Türkçenin Tarihi Gelişimi

Altay dil teorisini kabul edenler için; Kuzey Buz Denizi’nden Basra Körfezi’ne, Kuzeydoğu Asya’dan Doğu Avrupa’ya kadar uzanan geniş bir alanda konuşulan Türk dili, bu dili konuşanların sayısı, yazılı metinlerinin eskiliği ve çokluğu bakımından Altay dilleri arasında en önemlisidir.
Bugüne kadarki bilgiler ışığında, Türk dilinin tarihlendirilmiş en eski yazıtı, VII. yy’a ait Çoyren (Çoyr, 688-692) yazıtıdır. Başka bir deyişle, Türk yazı dilinin ilk örnekleri VII. yy’a aittir. Çoyren yazıtı, Köl Tigin, Bilge Kağan ve Tonyukuk yazıtları gibi mezar taşı olarak dikilmiştir.

Köktürk Kağanlığına bağlı bir kişinin, II. Köktürk Kağanlığını kuran Ilteriş’e katıldığını anlatan bu yazıt, sadece 6 satırdan ibarettir. Orhun yazıtlarının yazıldığı alfabe ile hâkkedilmiştir (taşa kazınmıştır). Dilimizin ve tarihimizin en önemli belgeleri olan Orhun yazıtları (Köl Tigin, Bilge Kağan ve Tonyukuk yazıtı), Çoyren yazıtından yaklaşık 40 yıl sonra yazılmaya başlanmıştır. Burada olduğu gibi, her ne kadar en eski yazıt olarak Çoyren yazıtı gösterilse de Orhun yazıtları Türk dilinin en eski belgeleri olarak değerlendirilir. Bunun nedeni bu yazıtlardaki metinlerin anlaşılabilecek uzunlukta olması, yani Köktürk harfleriyle yazılmış pek çok taşta olduğu gibi silinti ve tahribatın çok fazla olmamasıdır.
· · · ·
=== Alıştırmalar ===
**A.** Türkçenin tarihi gelişimi metnine göre Orhun yazıtları, Çoyren yazıtından yaklaşık kaç yıl sonra yazılmaya başlanmıştır?
**B.** Lütfen Türkçenin tarihi gelişimi metnini kaldığı yerden devam ettirin.

=== Çıkarılan Veriler ===
· · · ·
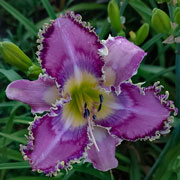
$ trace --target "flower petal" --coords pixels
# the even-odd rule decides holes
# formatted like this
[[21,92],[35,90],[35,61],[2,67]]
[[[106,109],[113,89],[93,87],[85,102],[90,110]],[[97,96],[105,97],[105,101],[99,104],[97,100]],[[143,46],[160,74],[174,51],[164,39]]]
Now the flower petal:
[[9,84],[6,89],[9,99],[18,100],[28,104],[32,113],[41,113],[59,99],[59,92],[55,81],[48,76],[40,76],[38,80],[17,80]]
[[78,76],[79,69],[102,76],[104,62],[98,49],[103,45],[93,28],[85,24],[80,15],[69,12],[39,33],[41,65],[62,86],[70,76]]
[[102,127],[95,127],[93,131],[96,139],[99,152],[94,145],[87,150],[87,162],[93,163],[94,168],[100,171],[108,171],[118,166],[118,161],[115,158],[116,144],[118,140],[112,137],[108,131]]
[[149,88],[123,83],[116,102],[109,103],[114,112],[96,123],[111,127],[110,132],[121,139],[156,139],[169,132],[170,112],[177,114],[173,102],[167,100],[168,93],[159,95],[160,91],[158,83]]
[[71,120],[62,118],[59,107],[30,126],[28,144],[21,146],[21,151],[34,171],[52,175],[83,156],[89,142],[87,125],[73,127]]
[[124,37],[110,36],[104,44],[108,49],[108,55],[103,57],[105,60],[105,85],[117,87],[136,73],[146,53]]

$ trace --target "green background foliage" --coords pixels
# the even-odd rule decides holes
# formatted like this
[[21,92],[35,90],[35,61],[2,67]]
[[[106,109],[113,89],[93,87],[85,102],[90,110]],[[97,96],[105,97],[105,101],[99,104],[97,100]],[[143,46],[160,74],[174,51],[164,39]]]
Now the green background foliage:
[[[152,27],[152,10],[160,8],[174,22],[173,3],[157,4],[155,0],[113,0],[120,10],[120,25],[111,25],[108,18],[108,0],[0,0],[0,41],[11,41],[38,65],[37,33],[42,24],[55,19],[67,10],[80,13],[83,20],[89,21],[100,39],[109,34],[126,36],[140,44],[148,55],[140,65],[133,82],[145,82],[152,85],[159,80],[170,92],[170,99],[180,103],[180,52],[179,45],[163,44],[171,34],[157,33]],[[163,1],[159,1],[163,2]],[[118,11],[117,11],[118,12]],[[116,13],[117,13],[116,12]],[[111,17],[111,16],[110,16]],[[111,17],[111,21],[112,21]],[[116,18],[118,21],[118,18]],[[148,32],[142,34],[138,29],[146,23]],[[116,25],[115,25],[116,26]],[[119,31],[120,28],[120,31]],[[122,29],[121,29],[122,28]],[[170,33],[179,36],[179,27]],[[147,29],[147,28],[146,28]],[[118,30],[119,32],[116,32]],[[132,31],[132,35],[129,32]],[[139,33],[135,33],[139,32]],[[139,43],[140,42],[140,43]],[[176,56],[176,64],[175,64]],[[176,68],[176,74],[175,74]],[[178,74],[179,72],[179,74]],[[176,79],[177,77],[177,79]],[[26,144],[25,134],[29,122],[33,121],[30,108],[20,102],[10,101],[5,95],[7,85],[17,79],[34,79],[28,77],[17,67],[7,64],[0,56],[0,180],[180,180],[180,123],[175,118],[172,132],[153,142],[123,142],[117,147],[116,157],[119,165],[108,172],[100,172],[91,164],[75,164],[68,173],[62,170],[57,177],[49,178],[43,174],[32,172],[28,163],[24,162],[19,151],[19,144]],[[175,85],[177,92],[175,91]]]

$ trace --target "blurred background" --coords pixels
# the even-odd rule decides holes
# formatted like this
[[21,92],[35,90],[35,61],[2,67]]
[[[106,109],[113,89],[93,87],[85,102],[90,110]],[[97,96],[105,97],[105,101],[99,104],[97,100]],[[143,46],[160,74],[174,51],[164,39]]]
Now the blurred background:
· · · ·
=== Alıştırmaların Cevapları ===
**A.** Yaklaşık 40 yıl sonra.

**B.**
Moğol dilinin en eski yazılı belgesi, 1225 tarihli Yesünke Taşı’dır. Moğolların en önemli belgesi olan Moğolların Gizli Tarihi ise 1240 yılına aittir. Bu eseri Ahmet Temir, 1948 yılında Türkiye Türkçesine aktarmıştır.

Tunguzcanın en eski yazılı belgesi bugün artık ölü diller arasında sayılan Çuçen diline aittir. Bu belgelerden ilki 1413, ikincisi 1433′ten kalmadır. Tunguzca içinde en çok Mançular hakkında bilgi sahibiyiz. Mançuca belgelerin en eskileri ise XVI. yy’a aittir.Korecenin çok ufak parçalara yazılı olan ilk belgeleri ise 1443′ten başlamaktadır. Altay dilleri arasına çok geç dahil edilen ve bu sebeple Altay dil birliği üyesi olarak “belki” ihtiyatı konularak gösterilen Japoncanın en eski yazılı belgesi ise 712 yılına aittir.

Yukarıda görüldüğü üzere Türk dili, Altay dilleri arasında yazı dili kimliğini kazanmış en eski dildir. Dil dönemlendirmeleri, o dili konuşanlar tarafından yapılmaz. Çok daha sonraları o dille uğraşan dilbilimciler tarafından yapılır. O yüzden bazen birbiriyle örtüşmeyen değerlendirmelere rastlanabilir veya bir dönem için geçerli olan bir görüş daha sonra eskiyebilir; yerini yenilerine bırakmak zorunda kalabilir.



Bir dilin çıkış noktasındaki ya da tanıklayamadığımız dönemlerindeki durumuna ilişkin olarak ancak bazı metotlar, özellikle rekonstrüksiyon (=yeniden kurma, yeniden oluşturma) metodunu kullanarak fikir sahibi olabiliriz. Bunu da dilin işleyiş mekanizmasını tespit etmek suretiyle yapabiliyoruz. Bir dili, sadece o dili konuşanlara ve dilin iç faktörlerine dayanarak sıınıflandıramayız.. Türk dili, yazılı metinlere sahip olmadan önce de çok uzun zaman kullanılmıştır. Dilbilimciler, dilin akışı içindeki karakteristikleri belirleyerek yazılı olmayan Türkçenin özellikleri hakkında da bazı fikirler öne sürebilir.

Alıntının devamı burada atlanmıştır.